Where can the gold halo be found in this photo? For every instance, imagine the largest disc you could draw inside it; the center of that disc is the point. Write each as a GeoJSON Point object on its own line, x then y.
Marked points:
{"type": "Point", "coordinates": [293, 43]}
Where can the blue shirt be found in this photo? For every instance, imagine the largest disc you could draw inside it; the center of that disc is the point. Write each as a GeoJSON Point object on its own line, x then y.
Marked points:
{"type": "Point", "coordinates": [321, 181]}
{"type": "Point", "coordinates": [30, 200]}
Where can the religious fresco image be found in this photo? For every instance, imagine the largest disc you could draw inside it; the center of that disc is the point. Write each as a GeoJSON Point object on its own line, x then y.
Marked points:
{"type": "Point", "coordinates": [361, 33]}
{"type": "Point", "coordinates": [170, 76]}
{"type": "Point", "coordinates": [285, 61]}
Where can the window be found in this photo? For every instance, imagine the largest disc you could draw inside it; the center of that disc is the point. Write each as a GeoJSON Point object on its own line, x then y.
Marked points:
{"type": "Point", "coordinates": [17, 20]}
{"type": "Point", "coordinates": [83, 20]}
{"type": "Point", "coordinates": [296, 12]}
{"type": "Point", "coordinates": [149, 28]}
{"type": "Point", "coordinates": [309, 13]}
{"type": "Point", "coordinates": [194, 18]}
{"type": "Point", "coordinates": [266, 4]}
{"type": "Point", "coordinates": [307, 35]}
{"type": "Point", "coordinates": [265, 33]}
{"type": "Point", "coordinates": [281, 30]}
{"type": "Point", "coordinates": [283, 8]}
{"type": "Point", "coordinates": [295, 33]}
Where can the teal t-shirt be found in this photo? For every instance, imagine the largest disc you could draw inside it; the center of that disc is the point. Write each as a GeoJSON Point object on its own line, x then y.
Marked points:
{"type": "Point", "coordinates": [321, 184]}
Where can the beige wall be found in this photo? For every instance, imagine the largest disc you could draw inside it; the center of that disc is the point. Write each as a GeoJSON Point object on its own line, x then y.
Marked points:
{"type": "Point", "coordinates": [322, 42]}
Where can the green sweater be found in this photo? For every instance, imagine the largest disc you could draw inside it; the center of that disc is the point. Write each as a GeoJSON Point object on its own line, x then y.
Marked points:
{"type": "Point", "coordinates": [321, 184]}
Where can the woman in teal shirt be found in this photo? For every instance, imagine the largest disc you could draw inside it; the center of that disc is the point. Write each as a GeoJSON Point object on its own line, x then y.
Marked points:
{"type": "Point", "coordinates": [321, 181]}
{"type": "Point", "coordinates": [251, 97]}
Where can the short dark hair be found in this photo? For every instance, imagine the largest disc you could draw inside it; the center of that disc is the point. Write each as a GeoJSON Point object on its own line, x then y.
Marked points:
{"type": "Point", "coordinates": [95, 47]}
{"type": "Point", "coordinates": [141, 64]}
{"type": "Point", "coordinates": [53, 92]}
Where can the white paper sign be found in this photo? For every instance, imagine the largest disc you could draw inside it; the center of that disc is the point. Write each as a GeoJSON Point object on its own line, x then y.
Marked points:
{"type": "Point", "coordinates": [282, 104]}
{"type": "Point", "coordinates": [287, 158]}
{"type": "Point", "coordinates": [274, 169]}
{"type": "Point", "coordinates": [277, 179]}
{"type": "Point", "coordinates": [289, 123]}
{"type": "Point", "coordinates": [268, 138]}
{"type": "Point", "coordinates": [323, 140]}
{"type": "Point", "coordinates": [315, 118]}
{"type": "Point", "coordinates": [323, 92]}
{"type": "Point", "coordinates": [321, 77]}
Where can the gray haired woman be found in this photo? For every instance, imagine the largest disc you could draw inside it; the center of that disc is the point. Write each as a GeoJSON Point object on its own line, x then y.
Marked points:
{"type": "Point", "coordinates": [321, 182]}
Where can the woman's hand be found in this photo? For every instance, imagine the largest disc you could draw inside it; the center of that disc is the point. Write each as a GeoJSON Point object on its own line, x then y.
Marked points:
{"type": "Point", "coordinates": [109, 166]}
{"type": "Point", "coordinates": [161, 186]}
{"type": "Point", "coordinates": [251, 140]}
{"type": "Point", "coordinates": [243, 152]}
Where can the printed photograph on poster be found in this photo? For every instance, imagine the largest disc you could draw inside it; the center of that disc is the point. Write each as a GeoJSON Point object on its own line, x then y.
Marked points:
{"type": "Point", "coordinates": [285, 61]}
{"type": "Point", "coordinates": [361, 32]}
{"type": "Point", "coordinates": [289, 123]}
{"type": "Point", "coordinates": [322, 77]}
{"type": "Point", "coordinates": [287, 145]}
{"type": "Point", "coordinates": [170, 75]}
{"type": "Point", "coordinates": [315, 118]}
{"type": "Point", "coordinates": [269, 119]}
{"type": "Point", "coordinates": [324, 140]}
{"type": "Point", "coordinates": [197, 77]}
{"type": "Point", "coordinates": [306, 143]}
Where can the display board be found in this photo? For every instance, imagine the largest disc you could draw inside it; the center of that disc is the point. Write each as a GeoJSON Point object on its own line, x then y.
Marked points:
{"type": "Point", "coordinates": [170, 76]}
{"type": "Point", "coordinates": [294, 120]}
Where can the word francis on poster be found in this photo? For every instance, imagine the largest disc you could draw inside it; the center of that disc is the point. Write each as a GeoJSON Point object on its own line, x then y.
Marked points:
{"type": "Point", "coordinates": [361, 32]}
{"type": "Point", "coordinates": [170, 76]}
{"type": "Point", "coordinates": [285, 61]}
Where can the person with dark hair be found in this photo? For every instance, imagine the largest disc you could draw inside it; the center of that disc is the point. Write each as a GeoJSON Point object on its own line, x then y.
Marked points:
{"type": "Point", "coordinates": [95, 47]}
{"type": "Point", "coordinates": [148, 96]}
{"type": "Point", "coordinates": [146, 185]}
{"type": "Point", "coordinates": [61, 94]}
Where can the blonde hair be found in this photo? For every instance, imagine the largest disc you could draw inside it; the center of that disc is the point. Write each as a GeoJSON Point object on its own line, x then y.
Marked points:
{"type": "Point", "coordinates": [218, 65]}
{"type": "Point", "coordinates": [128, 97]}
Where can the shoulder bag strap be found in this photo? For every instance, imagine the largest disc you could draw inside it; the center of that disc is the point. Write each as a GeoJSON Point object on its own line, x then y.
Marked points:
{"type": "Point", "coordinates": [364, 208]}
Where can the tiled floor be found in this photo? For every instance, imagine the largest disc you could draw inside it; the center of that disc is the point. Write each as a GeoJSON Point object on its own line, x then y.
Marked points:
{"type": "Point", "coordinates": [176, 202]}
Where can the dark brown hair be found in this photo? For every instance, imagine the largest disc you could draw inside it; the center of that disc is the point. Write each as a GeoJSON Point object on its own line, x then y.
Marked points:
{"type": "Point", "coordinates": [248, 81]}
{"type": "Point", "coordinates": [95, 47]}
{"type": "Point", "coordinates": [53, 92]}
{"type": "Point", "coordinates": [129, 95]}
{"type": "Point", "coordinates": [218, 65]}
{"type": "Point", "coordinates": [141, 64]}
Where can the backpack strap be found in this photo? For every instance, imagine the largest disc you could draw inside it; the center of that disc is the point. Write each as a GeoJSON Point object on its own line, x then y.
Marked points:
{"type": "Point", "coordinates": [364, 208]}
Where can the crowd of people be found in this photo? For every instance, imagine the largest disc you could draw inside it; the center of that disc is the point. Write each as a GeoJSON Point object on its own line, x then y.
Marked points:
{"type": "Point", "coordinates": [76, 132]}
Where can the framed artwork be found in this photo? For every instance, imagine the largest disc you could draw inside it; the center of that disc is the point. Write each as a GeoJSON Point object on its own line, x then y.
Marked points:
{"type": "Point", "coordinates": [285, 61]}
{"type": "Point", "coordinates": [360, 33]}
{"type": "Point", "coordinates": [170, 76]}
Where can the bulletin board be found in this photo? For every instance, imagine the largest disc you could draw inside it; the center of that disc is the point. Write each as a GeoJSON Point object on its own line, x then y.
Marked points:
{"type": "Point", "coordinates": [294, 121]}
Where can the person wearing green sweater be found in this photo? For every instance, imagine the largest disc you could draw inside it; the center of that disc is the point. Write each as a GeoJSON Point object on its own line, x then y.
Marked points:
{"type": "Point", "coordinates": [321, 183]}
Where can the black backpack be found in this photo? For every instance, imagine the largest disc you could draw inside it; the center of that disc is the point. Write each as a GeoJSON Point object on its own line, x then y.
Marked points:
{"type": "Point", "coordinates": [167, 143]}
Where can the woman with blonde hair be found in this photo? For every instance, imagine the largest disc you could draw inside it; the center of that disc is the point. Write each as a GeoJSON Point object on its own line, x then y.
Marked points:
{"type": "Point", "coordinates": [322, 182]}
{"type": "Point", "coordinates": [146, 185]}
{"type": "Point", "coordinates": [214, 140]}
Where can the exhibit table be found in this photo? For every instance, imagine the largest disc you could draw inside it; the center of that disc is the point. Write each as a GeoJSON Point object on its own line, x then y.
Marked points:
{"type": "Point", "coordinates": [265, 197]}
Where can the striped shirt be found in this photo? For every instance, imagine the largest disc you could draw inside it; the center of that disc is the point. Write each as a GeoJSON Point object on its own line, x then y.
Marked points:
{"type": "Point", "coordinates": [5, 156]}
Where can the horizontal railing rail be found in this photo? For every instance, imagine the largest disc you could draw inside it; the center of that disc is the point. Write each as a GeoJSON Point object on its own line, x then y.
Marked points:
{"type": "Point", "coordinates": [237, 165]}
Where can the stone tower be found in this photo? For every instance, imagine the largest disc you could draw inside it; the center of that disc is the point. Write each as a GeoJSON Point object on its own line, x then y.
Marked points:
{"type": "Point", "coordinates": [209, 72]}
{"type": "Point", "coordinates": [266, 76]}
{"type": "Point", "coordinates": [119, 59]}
* * *
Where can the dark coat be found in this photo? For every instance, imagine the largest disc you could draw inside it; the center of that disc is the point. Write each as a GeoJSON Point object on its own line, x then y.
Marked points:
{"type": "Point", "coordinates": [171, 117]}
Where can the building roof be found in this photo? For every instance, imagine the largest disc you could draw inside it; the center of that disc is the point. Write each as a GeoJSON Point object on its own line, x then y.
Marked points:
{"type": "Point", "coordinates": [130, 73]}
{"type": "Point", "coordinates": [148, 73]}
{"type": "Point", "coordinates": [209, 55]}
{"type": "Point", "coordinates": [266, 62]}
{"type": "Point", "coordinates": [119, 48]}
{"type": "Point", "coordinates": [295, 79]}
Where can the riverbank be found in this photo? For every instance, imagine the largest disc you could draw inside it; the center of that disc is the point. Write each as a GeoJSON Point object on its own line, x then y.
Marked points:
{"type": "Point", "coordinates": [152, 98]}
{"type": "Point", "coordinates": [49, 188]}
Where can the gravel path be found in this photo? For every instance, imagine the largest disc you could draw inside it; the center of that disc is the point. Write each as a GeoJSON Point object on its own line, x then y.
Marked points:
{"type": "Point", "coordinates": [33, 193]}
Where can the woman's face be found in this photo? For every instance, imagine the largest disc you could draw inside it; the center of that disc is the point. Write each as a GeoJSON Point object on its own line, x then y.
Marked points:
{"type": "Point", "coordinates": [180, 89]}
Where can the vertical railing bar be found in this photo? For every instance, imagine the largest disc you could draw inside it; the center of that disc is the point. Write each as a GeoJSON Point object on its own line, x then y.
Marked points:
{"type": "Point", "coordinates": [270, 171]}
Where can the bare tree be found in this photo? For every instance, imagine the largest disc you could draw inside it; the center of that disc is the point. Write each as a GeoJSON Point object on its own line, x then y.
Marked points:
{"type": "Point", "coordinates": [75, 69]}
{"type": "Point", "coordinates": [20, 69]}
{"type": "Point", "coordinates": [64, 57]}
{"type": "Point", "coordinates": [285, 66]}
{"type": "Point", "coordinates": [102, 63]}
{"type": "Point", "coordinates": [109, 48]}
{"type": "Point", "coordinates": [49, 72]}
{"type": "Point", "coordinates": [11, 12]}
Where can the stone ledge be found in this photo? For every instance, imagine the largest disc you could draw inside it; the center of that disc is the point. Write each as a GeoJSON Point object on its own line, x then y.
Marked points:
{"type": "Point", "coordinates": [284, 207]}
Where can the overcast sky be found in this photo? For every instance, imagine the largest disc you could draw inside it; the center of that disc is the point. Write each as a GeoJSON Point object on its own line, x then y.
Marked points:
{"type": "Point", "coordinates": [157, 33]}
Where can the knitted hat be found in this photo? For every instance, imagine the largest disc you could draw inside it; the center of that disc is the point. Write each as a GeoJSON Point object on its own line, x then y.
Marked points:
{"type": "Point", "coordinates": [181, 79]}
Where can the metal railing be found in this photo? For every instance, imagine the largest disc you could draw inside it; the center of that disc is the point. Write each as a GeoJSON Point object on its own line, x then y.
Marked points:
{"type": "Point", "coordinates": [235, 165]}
==
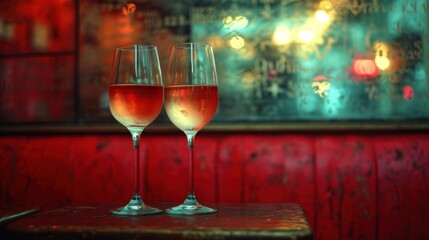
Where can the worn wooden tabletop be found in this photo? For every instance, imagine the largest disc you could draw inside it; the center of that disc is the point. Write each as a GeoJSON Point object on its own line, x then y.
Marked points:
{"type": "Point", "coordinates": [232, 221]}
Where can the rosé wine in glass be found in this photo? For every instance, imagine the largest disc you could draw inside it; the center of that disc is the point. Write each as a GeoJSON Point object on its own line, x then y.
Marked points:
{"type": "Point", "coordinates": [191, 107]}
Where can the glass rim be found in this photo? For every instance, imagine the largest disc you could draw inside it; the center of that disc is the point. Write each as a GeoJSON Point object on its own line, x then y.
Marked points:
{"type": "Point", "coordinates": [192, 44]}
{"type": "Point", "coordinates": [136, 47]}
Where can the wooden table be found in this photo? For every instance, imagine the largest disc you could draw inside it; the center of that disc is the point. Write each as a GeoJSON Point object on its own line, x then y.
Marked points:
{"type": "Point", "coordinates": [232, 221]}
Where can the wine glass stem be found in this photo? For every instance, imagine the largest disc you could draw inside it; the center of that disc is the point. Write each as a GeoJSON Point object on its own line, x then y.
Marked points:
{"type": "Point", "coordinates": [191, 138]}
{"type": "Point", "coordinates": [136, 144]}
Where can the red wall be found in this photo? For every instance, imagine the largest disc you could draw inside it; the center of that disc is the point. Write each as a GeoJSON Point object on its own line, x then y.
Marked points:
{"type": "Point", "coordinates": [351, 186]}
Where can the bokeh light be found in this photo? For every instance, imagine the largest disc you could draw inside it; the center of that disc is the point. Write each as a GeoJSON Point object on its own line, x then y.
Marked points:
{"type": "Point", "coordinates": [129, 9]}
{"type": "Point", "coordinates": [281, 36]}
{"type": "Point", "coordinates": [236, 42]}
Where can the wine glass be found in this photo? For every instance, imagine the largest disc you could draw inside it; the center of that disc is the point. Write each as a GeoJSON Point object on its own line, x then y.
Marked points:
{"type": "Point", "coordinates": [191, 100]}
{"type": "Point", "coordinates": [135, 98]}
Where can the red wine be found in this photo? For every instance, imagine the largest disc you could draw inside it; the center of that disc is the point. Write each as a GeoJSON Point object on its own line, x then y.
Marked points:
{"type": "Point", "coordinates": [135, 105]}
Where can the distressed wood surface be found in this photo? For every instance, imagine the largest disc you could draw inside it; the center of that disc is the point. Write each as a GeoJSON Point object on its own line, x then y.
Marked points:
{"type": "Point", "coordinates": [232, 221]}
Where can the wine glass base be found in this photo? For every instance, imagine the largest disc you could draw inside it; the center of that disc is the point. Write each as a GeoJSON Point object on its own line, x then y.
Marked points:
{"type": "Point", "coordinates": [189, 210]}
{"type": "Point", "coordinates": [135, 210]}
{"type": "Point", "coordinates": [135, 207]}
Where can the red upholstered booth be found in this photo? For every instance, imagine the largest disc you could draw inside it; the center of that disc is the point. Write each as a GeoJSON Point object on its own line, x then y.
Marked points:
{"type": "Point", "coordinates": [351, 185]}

### Your assignment
Count how many lines of the material hold the string "strap". Give the number and nothing more.

### Task answer
2